Requirement:
Reproduce all of the data, making sure that no line differs from the original.

Provided material:
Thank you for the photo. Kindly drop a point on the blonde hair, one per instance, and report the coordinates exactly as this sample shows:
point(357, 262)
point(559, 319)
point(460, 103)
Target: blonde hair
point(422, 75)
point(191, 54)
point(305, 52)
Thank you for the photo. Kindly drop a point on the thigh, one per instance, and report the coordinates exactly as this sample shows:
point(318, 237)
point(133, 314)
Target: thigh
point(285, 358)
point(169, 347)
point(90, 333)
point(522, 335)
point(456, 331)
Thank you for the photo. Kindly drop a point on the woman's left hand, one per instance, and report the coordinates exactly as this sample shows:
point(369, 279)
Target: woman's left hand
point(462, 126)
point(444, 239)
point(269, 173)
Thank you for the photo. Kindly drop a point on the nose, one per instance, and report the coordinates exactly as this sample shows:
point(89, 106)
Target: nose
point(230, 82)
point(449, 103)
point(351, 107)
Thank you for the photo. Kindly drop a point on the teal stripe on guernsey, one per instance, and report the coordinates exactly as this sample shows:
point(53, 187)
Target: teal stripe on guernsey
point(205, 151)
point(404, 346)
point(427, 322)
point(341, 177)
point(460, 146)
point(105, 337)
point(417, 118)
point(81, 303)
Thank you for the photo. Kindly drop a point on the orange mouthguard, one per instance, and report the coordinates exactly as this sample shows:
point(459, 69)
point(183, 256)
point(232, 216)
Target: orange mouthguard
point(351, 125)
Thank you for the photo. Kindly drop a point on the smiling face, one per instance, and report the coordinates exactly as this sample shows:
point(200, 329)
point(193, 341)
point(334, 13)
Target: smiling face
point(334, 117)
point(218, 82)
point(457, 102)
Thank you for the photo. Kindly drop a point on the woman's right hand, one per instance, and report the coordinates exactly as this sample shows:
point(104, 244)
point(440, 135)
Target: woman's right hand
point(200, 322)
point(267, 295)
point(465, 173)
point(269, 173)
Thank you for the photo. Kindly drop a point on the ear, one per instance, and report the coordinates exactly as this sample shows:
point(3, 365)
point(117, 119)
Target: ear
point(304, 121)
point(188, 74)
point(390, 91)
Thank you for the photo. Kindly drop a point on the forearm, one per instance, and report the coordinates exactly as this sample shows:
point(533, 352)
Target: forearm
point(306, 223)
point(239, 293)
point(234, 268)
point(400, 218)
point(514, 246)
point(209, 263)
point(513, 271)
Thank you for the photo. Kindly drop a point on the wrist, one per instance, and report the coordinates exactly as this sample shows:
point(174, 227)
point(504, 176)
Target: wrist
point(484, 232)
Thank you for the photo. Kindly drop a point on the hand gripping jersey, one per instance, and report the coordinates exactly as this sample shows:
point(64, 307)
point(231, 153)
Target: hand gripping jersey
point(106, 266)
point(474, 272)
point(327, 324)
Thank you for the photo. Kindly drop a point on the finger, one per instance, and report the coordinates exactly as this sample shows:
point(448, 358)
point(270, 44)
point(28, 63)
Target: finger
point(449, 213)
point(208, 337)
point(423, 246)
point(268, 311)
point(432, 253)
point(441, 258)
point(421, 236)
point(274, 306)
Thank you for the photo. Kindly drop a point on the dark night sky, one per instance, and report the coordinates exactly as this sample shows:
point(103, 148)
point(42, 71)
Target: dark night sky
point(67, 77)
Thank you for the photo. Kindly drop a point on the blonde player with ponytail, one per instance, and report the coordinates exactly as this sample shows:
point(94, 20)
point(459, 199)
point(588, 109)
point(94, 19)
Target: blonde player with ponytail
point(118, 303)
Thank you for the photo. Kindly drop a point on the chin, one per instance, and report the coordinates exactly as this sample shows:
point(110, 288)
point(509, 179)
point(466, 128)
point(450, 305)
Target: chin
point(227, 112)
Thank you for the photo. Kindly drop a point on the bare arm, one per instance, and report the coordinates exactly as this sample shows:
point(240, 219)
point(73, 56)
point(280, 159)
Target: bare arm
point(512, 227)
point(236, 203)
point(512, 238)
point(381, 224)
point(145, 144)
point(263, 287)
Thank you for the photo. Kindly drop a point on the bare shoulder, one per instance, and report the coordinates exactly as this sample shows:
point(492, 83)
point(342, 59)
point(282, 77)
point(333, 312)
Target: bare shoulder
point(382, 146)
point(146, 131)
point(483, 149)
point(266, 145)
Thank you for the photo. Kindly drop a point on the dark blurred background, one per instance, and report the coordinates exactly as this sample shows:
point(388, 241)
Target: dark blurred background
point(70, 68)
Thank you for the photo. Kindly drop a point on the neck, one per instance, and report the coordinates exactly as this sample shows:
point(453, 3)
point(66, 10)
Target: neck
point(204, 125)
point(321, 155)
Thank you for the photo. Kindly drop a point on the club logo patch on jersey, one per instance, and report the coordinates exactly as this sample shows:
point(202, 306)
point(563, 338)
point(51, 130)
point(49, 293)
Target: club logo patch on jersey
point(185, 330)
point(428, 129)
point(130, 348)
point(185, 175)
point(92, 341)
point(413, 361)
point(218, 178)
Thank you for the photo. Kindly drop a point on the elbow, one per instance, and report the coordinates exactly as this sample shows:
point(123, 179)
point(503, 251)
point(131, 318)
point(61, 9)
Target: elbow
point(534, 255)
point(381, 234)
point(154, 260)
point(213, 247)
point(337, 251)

Answer:
Thank you for the photo. Kindly drop a point on the blonde hair, one per instance, and report the coordinates exactly as this sample shows:
point(357, 262)
point(559, 319)
point(460, 103)
Target: blonde hair
point(422, 75)
point(191, 54)
point(305, 52)
Thank you for the photo. Kindly drop a point on the thigh, one per instance, and report the coordinates exactly as this sample shows:
point(318, 237)
point(133, 314)
Target: thigh
point(285, 358)
point(169, 347)
point(90, 333)
point(522, 335)
point(456, 331)
Thank you for the photo. Kindly drop a point on the woman's left hand, one per instance, and report the coordinates exactly as this sample shows:
point(369, 279)
Target: woman's left hand
point(462, 126)
point(444, 239)
point(269, 173)
Thank you for the photo. Kindly drop a point on the nose, one per instance, and report the coordinates exactly as this sample shows:
point(89, 106)
Target: nose
point(230, 82)
point(449, 103)
point(351, 107)
Thank you for the photo. Kindly drop a point on the teal stripe on guernsey, one per instance, and report the coordinates exactly as this sample shows:
point(53, 187)
Target: teal stripe on guernsey
point(205, 151)
point(404, 346)
point(427, 322)
point(341, 177)
point(460, 146)
point(105, 337)
point(417, 118)
point(81, 303)
Thank you for the photo. Kindly drop a point on the orange mouthguard, one per instance, and report the coordinates exactly as this sample shows:
point(459, 69)
point(183, 256)
point(232, 216)
Target: orange mouthguard
point(351, 125)
Thank you for the photo. Kindly drop a point on the smiling face, one per instance, and report the coordinates exactly as this sample shows:
point(200, 329)
point(193, 341)
point(334, 13)
Target: smiling face
point(334, 117)
point(218, 82)
point(457, 102)
Thank you for the photo. Kindly drop a point on the woman's right hand, one per instance, and report the coordinates exactly as this sample shows:
point(104, 244)
point(440, 135)
Target: woman's right hand
point(200, 322)
point(267, 295)
point(465, 173)
point(269, 173)
Thank you for the photo. Kindly drop a point on the ear, one per instance, and report the coordinates exactly as this sample shows:
point(3, 365)
point(117, 119)
Target: ear
point(304, 121)
point(188, 74)
point(390, 91)
Thank you for the photo. Kindly drop a point on the forearm, one per instance, and report the coordinates exactly as this sample shows:
point(533, 352)
Target: forearm
point(306, 223)
point(239, 293)
point(234, 268)
point(400, 218)
point(514, 246)
point(209, 263)
point(513, 271)
Thank you for the photo. Kindly drop a point on the wrist, one per instance, and report the coordinates exactly as this sample shows:
point(174, 227)
point(504, 176)
Target: wrist
point(484, 232)
Thank you for the photo. Kindly drop a point on the hand gripping jersey, one per instance, and report the coordinates exactly as this sample shows:
point(64, 307)
point(231, 153)
Target: hand gripping jersey
point(106, 266)
point(474, 272)
point(327, 324)
Thank you for the photo. Kindly drop a point on the finger, one per instance, and report the coordinates exactly as this sample shows:
point(448, 358)
point(270, 44)
point(28, 63)
Target: finger
point(449, 213)
point(208, 337)
point(423, 246)
point(268, 311)
point(432, 253)
point(441, 258)
point(421, 236)
point(274, 306)
Thank you for the photo. Kindly drop a point on the dark night sky, one per instance, and report the coordinates exactly as this sample shows:
point(103, 148)
point(42, 71)
Target: dark night sky
point(67, 77)
Thank you for the photo. Kindly drop a point on the blonde player with ponytail, one per instance, and report the coordinates exactly as this sample shows:
point(94, 20)
point(459, 199)
point(588, 109)
point(94, 19)
Target: blonde player with ponytail
point(118, 303)
Thank you for the photo. Kindly drop a point on the chin, one per instance, and report the coordinates exactly as this sample shows:
point(110, 288)
point(509, 179)
point(466, 128)
point(450, 305)
Target: chin
point(227, 112)
Thank you for the photo. Kindly drop a point on the bare arm, one per instance, and report the coordinates exactly as this sample shows:
point(240, 219)
point(73, 56)
point(280, 159)
Target: bare arm
point(512, 227)
point(236, 203)
point(512, 238)
point(381, 224)
point(145, 144)
point(263, 287)
Thank you for the photo. Kindly drop a point on the bare shoulder, one per instance, and report the coordinates exactly as this sample shows:
point(492, 83)
point(342, 59)
point(282, 77)
point(333, 312)
Target: bare shoulder
point(382, 146)
point(146, 131)
point(483, 149)
point(266, 145)
Thank you for the photo. Kindly drop a point on the dark blurred background, one per instance, and report the coordinates exactly as this sample shows:
point(388, 241)
Target: dark blurred background
point(70, 68)
Thank you for the photo. Kindly drop a point on the neck, one per instance, and report the coordinates exactly as this sample shows:
point(453, 3)
point(66, 10)
Target: neck
point(204, 125)
point(321, 155)
Thank you for the photo. Kindly drop a point on the club logo patch on jersey, one per instance, and report the coordinates exactly as this sample shows:
point(202, 306)
point(563, 338)
point(51, 130)
point(49, 293)
Target: club logo patch on jersey
point(185, 330)
point(428, 129)
point(130, 348)
point(185, 175)
point(92, 341)
point(413, 361)
point(218, 178)
Thank you for the photo. Kindly drop a point on the elbow, one per instance, and report the coordinates exactly as this sample shows:
point(123, 179)
point(503, 251)
point(131, 318)
point(61, 9)
Target: elbow
point(534, 255)
point(381, 234)
point(154, 260)
point(213, 247)
point(337, 251)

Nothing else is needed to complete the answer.